- **Page**
·····
Tel fut le dessein étonnant, conçu et exécuté par le jeune Antoine Court. La seule idée d’un projet si délicat, à un âge aussi tendre, et chez un enfant pour ainsi dire, est une chose extraordinaire. La prudence et la sagesse qu’il montra touchant les mesures à prendre, ne le furent pas moins. On ne peut qu’admirer l’esprit de logique, qui le porta avant tout à éclairer le peuple et à combattre des sectaires exaltés. Il reconnut avec évidence que l’objet capital était de donner une organisation commune aux débris des églises, et de leur imprimer une marche uniforme qui pût protéger la foi et réprimer tout excès. Et cependant que de difficultés, que de périls venaient de toutes parts contrarier un tel dessein. Ce n’était pas encore assez qu’une foule d’édits persécuteurs défendissent les assemblées sous peine de galères, et frappassent tout ministre de condamnation à mort ; de plus, et grâce aux mesures de police des intendants, il y avait une foule d’individus malveillants, de délateurs soudoyés par la cour, qui s’étaient glissés dans les églises. Il fallait rappeler au bercail le troupeau dispersé, abattu et timide, en partie livré aux égarements du fanatisme. Il fallait fonder une hiérarchie qui n’existait plus depuis longtemps. Il fallait ranger tous ces fidèles exaltés dans les limites salutaires d’une discipline dont il n’y avait plus que des lambeaux. Il fallait, en un mot, guérir les désordres qu’une guerre furieuse avait laissés après elle dans presque tous les esprits. Il fallait en outre s’entendre avec les autres pasteurs, dont le zèle avait survécu à tant d’agitations, et qui avaient eu le courage de rester dans ces contrées encore teintes du sang de leurs frères.
·····
- **Données enregistrées**
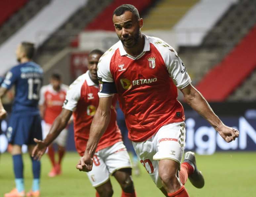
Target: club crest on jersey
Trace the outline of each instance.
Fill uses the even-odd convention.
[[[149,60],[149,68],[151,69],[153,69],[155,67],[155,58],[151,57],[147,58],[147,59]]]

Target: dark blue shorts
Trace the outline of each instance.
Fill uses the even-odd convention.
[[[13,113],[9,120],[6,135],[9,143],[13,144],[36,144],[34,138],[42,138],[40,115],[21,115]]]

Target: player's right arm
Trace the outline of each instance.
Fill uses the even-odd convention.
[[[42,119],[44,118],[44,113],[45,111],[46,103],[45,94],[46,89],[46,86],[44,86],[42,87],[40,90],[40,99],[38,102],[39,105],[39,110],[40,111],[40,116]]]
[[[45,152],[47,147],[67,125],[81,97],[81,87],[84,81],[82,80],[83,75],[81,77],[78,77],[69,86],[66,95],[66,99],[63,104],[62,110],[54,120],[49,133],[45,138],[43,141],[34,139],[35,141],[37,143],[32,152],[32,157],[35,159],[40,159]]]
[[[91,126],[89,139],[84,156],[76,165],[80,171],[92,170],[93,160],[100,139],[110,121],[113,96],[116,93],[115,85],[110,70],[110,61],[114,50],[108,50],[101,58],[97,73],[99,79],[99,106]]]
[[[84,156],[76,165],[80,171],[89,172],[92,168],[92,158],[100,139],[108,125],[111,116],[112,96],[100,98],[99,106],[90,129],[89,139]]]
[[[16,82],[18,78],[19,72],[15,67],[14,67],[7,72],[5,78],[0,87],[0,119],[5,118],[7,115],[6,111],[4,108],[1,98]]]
·····
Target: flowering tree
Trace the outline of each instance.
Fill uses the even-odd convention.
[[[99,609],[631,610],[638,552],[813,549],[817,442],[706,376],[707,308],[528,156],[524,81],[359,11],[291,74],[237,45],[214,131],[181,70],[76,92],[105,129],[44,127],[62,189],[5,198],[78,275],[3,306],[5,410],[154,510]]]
·····
- **Question**
Répondez à ces questions sur l'extrait consacré à Antoine Court :
(a) À quoi son esprit de logique le porta-t-il avant tout ?
(b) Quelle peine les édits prévoyaient-ils pour les assemblées ?
(c) Avec qui fallait-il aussi s'entendre ?
Vous n'avez pas besoin des données pour ce travail.

- **Réponse**
(a) À éclairer le peuple et à combattre des sectaires exaltés.
(b) Les galères.
(c) Avec les autres pasteurs, dont le zèle avait survécu à tant d'agitations et qui avaient eu le courage de rester dans ces contrées.